Given instruction -
Format the data below as a Markdown table with two columns, Row and Text: put each line's number under Row and the line itself under Text, and omit blank lines.

Task inputs -
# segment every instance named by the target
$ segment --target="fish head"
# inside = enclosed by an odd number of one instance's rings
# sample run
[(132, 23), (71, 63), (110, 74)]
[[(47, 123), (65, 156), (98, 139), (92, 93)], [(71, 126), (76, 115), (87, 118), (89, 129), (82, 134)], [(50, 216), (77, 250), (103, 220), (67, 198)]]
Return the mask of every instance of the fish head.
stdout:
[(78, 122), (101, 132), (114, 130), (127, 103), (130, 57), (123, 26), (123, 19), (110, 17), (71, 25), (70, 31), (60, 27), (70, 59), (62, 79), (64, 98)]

Output -
| Row | Text |
|---|---|
| 1 | # segment every instance named by the target |
| 2 | $ segment --target="fish head" |
| 3 | # inside = enclosed by an odd number of one instance's rings |
| 4 | # sample run |
| 5 | [(132, 23), (71, 63), (110, 74)] |
| 6 | [[(47, 123), (65, 156), (98, 139), (92, 93)], [(71, 126), (76, 115), (87, 118), (89, 129), (82, 134)], [(50, 216), (77, 250), (103, 220), (67, 198)]] |
| 7 | Return the mask of every instance of the fish head. |
| 8 | stdout: |
| 9 | [(78, 122), (101, 132), (114, 130), (127, 103), (130, 57), (123, 26), (123, 19), (110, 17), (71, 25), (70, 31), (60, 27), (70, 59), (62, 79), (64, 98)] |